== Required actions ==
1. In the passage on childhood emotional trauma, what does the writer say is the main reason emotional trauma is hard to recognize?
2. Carry on the passage on childhood emotional trauma, starting right after its final sentence.

== Provided passage ==

# # # #

This is something that lots of us deal with on a daily basis, but always feel alone in our struggle. As such, this isolating experience can often make it difficult to fully recognise the trauma that we may have undergone as a child.
You hear the word ‘trauma’ as a black and white, dramatically physical word.
But it’s more complex than that. Emotional trauma and abuse or manipulation is one of the most difficult things to recognise and look in the eye.
This is largely because our mind acclimatises to living with a certain threshold of pain or suffering. And not even realise that we’ve been gritting our teeth the whole time. Well, something like that. Just because we survived it doesn’t mean we’ve dealt with it. Or that we’ve learnt our lesson or are equipped to move on. The goal with therapy and mental health issues may seem like it’s a quick fix or a ‘cure’. But that’s impossible.
The mind is too nuanced and unpredictable for that.
Therefore, we often need someone else or a third party to step back and tell us what they see. They may be correct, they may not be. But it’s the hardest thing to be constantly stuck in our own mind and not realise that we’re trapped in that perspective.
It may be that a grandparent or close relative died very early, and you never properly dealt with it. In fairness, it’s difficult for parents to know how far to expose you to ideas of death, and sometimes it can come too early or too late. Or the message is so confused with the desire to protect you that no one really has a solid basis of how to grieve.
Happens to the best of us, but sometimes you can reflect on a memory and realise that it maybe wasn’t the healthiest mode of grieving. Recalling sitting on the ground and crying and not speaking to anyone when I was younger seems to have aged poorly when I compare it with recent recollections of grieving.

# # # #

== Material provided ==
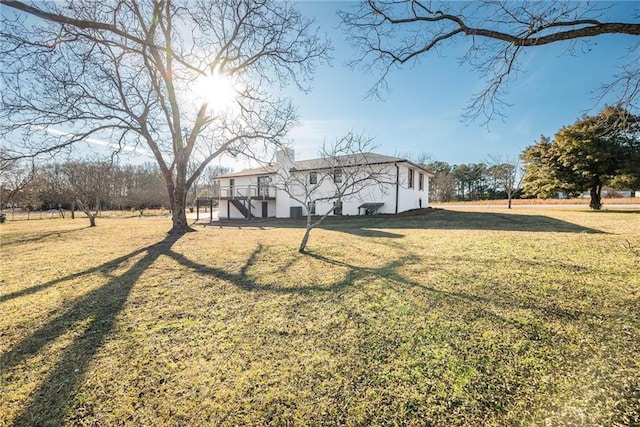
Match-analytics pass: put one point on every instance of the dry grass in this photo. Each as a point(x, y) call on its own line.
point(477, 317)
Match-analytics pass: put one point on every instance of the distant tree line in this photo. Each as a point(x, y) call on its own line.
point(473, 181)
point(593, 153)
point(87, 186)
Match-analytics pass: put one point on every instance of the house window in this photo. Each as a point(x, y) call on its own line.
point(337, 208)
point(337, 175)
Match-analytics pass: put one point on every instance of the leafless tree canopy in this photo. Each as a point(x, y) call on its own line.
point(390, 33)
point(344, 170)
point(128, 73)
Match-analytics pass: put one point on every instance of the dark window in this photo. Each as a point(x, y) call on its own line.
point(295, 211)
point(337, 175)
point(263, 186)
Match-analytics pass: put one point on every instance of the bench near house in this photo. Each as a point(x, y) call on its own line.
point(258, 192)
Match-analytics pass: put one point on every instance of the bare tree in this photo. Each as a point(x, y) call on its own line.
point(15, 177)
point(506, 173)
point(390, 33)
point(88, 183)
point(189, 80)
point(345, 169)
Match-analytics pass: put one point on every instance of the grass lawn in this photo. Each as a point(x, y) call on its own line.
point(458, 317)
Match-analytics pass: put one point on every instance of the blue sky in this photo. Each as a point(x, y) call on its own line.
point(423, 113)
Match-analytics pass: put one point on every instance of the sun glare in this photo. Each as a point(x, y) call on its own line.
point(218, 91)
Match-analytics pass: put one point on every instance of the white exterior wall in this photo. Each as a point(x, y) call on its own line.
point(375, 193)
point(411, 198)
point(407, 198)
point(240, 188)
point(284, 163)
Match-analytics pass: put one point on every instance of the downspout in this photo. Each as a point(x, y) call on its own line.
point(397, 185)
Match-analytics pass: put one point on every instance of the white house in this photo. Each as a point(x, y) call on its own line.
point(287, 188)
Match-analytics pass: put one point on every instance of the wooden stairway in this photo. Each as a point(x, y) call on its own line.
point(242, 208)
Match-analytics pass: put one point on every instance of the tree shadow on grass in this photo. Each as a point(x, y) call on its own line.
point(98, 309)
point(424, 219)
point(39, 237)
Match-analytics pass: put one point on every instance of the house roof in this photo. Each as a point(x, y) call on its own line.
point(262, 170)
point(331, 162)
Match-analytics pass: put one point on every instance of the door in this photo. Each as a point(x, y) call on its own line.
point(263, 186)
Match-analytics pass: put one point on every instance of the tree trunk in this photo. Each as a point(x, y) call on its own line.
point(305, 238)
point(596, 198)
point(178, 212)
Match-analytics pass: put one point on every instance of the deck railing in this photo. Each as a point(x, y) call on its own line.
point(245, 192)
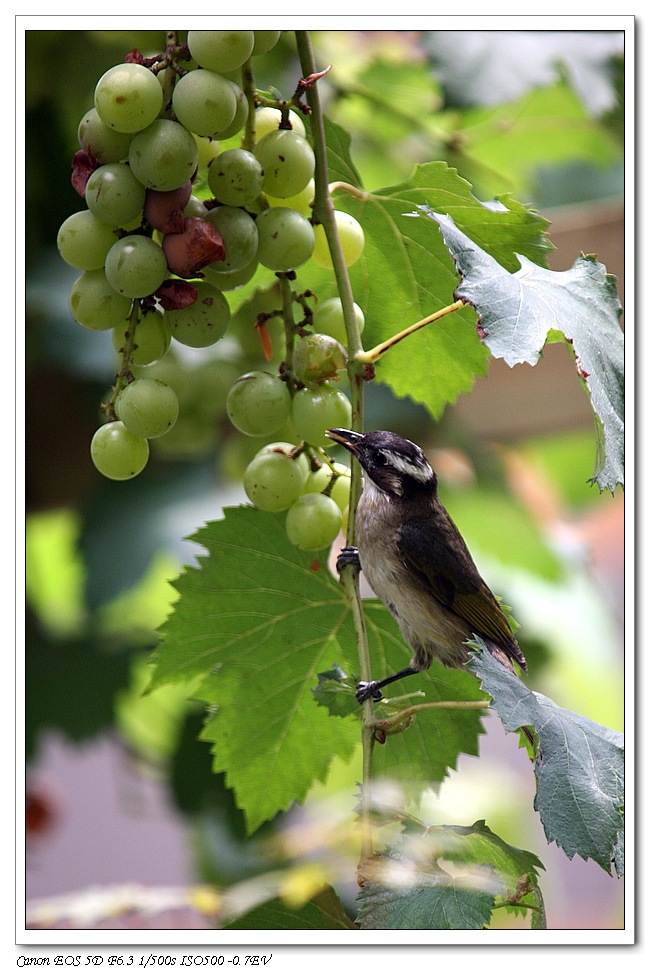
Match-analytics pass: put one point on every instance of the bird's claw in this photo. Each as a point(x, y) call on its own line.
point(366, 689)
point(348, 556)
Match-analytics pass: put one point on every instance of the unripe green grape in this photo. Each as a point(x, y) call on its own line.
point(235, 177)
point(104, 144)
point(316, 410)
point(202, 323)
point(328, 318)
point(264, 41)
point(241, 113)
point(208, 150)
point(84, 241)
point(268, 119)
point(286, 238)
point(164, 155)
point(273, 481)
point(317, 357)
point(136, 266)
point(336, 483)
point(152, 338)
point(195, 208)
point(313, 522)
point(221, 50)
point(287, 160)
point(117, 453)
point(302, 202)
point(114, 195)
point(147, 407)
point(239, 234)
point(95, 304)
point(351, 237)
point(258, 404)
point(128, 97)
point(204, 102)
point(230, 280)
point(288, 448)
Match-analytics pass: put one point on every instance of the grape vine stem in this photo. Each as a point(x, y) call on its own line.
point(323, 213)
point(372, 355)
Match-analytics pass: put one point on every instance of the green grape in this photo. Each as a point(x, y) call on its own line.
point(302, 202)
point(268, 119)
point(316, 410)
point(202, 323)
point(208, 149)
point(195, 208)
point(136, 266)
point(128, 97)
point(287, 160)
point(239, 234)
point(286, 238)
point(337, 484)
point(328, 318)
point(235, 177)
point(101, 142)
point(313, 522)
point(351, 237)
point(221, 50)
point(114, 195)
point(286, 447)
point(164, 155)
point(152, 338)
point(264, 41)
point(117, 453)
point(204, 102)
point(273, 480)
point(317, 357)
point(147, 407)
point(258, 404)
point(230, 280)
point(97, 306)
point(241, 113)
point(84, 241)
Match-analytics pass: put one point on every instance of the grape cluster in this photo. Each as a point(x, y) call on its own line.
point(174, 221)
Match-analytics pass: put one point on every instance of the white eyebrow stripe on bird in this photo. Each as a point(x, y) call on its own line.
point(419, 471)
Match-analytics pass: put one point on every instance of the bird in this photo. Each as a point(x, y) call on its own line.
point(417, 562)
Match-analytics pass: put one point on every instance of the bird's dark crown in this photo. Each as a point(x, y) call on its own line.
point(396, 465)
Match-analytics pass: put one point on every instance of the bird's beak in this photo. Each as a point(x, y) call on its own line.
point(347, 438)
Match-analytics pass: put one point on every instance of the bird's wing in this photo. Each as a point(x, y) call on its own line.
point(444, 562)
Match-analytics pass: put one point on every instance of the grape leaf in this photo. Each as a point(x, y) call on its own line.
point(257, 621)
point(405, 275)
point(262, 619)
point(324, 912)
point(339, 161)
point(407, 886)
point(578, 766)
point(517, 311)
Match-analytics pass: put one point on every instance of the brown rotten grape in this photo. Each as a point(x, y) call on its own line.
point(198, 245)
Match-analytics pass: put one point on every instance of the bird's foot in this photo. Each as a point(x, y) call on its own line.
point(348, 556)
point(368, 688)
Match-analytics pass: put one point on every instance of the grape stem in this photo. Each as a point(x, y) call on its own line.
point(124, 375)
point(372, 355)
point(323, 213)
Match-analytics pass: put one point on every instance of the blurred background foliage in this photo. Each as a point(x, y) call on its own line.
point(535, 115)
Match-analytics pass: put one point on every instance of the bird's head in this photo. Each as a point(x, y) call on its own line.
point(395, 465)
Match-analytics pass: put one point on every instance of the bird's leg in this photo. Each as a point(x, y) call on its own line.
point(372, 688)
point(348, 556)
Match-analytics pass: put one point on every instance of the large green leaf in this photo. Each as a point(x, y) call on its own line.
point(258, 621)
point(405, 275)
point(517, 311)
point(411, 885)
point(579, 767)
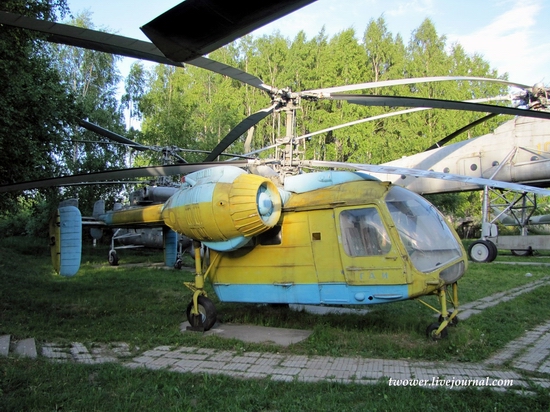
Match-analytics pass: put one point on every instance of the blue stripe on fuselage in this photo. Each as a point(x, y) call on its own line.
point(313, 294)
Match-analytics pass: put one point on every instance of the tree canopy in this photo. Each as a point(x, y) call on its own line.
point(47, 88)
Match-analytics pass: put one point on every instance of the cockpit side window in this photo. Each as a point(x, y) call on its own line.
point(363, 233)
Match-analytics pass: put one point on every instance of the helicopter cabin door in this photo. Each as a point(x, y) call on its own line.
point(371, 262)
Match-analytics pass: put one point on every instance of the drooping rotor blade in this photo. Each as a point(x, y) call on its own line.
point(397, 101)
point(429, 174)
point(197, 27)
point(89, 39)
point(111, 135)
point(460, 131)
point(114, 175)
point(233, 72)
point(327, 92)
point(379, 117)
point(238, 131)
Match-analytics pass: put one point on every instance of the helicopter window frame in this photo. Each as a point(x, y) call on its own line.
point(363, 232)
point(271, 237)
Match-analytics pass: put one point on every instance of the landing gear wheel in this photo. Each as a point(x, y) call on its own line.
point(494, 249)
point(482, 251)
point(430, 332)
point(207, 314)
point(527, 252)
point(113, 258)
point(453, 322)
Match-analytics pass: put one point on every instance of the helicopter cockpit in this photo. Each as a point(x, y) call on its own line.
point(427, 237)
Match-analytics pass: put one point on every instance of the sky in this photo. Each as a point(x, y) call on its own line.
point(512, 35)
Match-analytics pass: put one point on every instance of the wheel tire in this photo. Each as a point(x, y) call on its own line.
point(453, 322)
point(113, 258)
point(527, 252)
point(430, 332)
point(482, 251)
point(207, 316)
point(494, 250)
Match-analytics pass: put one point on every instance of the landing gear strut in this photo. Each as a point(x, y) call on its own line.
point(201, 312)
point(438, 330)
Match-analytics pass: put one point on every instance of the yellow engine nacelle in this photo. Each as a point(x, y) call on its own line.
point(223, 207)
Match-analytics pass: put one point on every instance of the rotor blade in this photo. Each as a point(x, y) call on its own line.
point(370, 119)
point(429, 174)
point(89, 39)
point(238, 131)
point(124, 46)
point(115, 175)
point(460, 131)
point(326, 93)
point(395, 101)
point(197, 27)
point(111, 135)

# # # #

== Responses by item number ==
1. Our mind gets used to living with a certain threshold of pain or suffering.

2.
My grandma passed away.
It was a time of bewildering emotions and thinking that I was fine. Why is it that we always think we’re the exception to Feeling Things and emotional reactions? We’re not, we’re all human, and we all grieve in different ways. But I compared how I grieved and dealt with it as an adult in comparison with when I was younger and didn’t really understand death.
Then I went over to my best friend’s flat in my pjs to hate watch Riverdale. I walked in the door and it was warm and comfortable and there was pity in her eyes but also care. I half smiled and walked in and sat in a pile of blankets and let her talk at me for a few hours. She was reticent to let me go but I needed my own bed and she trusted me. We talked it through when I felt like it, and I let her distract me when I needed it.
That’s the thing about grief and mental health.
We expect it to be like in the movies.
There is a concern that we aren’t ‘doing it right’ or dealing with our emotions. Well, you probably aren’t. That’s fine. Emotions are difficult to deal with in the best of times, let alone when you’re feeling alone and confused when one of your favourite people on the earth have died.
At these moments we must look for consolation, allow ourselves to be comforted, and sometimes, just let the emotions wash over us. We don’t need to overcome everything, or overanalyse our trauma.
Sometimes life sucks and it’s tragic and there’s no getting away from that.
But it may not be childhood grief – perhaps it’s pre-existing mental health conditions, such as anxiety. This is a notoriously difficult and misdiagnosed condition in children, particularly girls – where ADHD or general ‘shyness’ masquerades as more worrying conditions if left untreated.
Maybe something in your childhood prompted or intensified these feelings.
But you never knew to address it, and you’re left with crippling self doubt and feel entirely alienated from yourself.
The feeling as though you have constantly forgotten something. Or like you have a To Do list as long as your arm and no way of making an in road to it. It can be ultimately summed up as the feeling of your stomach dropping on a rollercoaster. Except you aren’t convinced that you will ever reach the bottom and level out again. That’s the terrifying thing.
It’s not just mental, emotional of psychological, either.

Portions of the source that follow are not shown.